======== RECORDS TO USE ========
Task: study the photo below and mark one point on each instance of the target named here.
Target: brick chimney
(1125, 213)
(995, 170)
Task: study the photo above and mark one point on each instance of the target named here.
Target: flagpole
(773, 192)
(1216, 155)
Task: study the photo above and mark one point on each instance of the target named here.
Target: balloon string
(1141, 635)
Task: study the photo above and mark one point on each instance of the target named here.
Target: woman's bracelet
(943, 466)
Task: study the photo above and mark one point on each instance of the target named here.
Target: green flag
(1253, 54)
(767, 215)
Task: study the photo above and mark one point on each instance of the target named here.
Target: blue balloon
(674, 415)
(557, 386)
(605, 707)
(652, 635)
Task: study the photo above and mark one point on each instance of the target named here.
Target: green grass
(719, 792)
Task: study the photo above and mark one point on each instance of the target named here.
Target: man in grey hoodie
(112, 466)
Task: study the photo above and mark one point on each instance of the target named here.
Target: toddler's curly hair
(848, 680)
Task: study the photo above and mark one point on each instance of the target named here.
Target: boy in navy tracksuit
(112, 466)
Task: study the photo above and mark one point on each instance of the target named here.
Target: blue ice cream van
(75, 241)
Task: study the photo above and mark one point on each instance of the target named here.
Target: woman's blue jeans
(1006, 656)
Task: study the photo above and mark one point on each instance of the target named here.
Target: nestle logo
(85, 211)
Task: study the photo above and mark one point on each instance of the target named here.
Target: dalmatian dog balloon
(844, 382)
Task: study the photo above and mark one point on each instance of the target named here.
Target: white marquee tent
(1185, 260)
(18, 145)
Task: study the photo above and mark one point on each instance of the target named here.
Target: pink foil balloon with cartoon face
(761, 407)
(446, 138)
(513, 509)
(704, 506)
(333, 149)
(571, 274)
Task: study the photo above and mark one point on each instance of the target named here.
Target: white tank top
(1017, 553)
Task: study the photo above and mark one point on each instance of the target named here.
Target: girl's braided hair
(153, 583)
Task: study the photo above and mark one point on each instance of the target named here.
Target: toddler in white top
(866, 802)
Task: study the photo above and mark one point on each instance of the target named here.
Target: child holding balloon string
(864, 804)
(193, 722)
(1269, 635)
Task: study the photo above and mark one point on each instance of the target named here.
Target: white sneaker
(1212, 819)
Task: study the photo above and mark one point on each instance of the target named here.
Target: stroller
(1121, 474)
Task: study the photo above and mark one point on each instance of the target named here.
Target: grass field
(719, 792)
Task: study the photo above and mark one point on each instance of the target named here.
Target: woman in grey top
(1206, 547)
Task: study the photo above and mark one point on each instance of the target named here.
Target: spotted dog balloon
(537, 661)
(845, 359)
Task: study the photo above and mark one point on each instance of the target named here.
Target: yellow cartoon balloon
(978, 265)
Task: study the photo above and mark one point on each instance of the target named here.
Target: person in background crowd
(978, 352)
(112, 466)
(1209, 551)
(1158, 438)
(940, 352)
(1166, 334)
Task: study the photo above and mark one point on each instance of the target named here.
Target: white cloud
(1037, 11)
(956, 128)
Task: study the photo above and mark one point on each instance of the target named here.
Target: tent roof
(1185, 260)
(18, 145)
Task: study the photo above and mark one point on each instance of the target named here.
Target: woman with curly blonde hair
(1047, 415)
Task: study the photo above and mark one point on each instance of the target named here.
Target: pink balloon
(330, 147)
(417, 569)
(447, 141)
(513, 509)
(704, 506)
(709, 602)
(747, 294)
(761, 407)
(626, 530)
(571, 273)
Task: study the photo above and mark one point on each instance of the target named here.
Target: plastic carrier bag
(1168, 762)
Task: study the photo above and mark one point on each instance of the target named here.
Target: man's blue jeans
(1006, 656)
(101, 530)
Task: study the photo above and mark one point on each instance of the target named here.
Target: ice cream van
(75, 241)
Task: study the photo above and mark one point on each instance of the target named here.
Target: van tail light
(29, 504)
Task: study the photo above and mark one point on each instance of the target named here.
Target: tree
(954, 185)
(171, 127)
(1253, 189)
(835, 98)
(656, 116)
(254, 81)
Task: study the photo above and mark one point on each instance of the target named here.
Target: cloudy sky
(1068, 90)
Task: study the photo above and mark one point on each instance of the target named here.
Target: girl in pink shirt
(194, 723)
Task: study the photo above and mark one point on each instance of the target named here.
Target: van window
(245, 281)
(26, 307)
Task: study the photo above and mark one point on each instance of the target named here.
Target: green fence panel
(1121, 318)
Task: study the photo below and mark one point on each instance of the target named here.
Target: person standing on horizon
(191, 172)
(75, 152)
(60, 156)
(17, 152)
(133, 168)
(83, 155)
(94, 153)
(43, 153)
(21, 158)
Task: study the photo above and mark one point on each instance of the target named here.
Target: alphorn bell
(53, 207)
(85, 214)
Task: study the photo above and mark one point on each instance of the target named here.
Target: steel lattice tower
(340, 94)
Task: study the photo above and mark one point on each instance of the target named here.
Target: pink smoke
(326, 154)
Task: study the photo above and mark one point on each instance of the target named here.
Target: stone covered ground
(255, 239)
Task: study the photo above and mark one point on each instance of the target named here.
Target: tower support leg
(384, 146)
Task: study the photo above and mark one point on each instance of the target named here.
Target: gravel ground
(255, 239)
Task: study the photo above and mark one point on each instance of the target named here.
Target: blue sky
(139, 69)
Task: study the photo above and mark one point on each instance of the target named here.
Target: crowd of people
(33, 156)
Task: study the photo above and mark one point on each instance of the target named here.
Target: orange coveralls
========
INSTRUCTION
Pull out every line of the entries above that contains the word "cartoon". Case matters.

WRITTEN SOLUTION
Target: pink foil balloon with cartoon face
Target: yellow cartoon balloon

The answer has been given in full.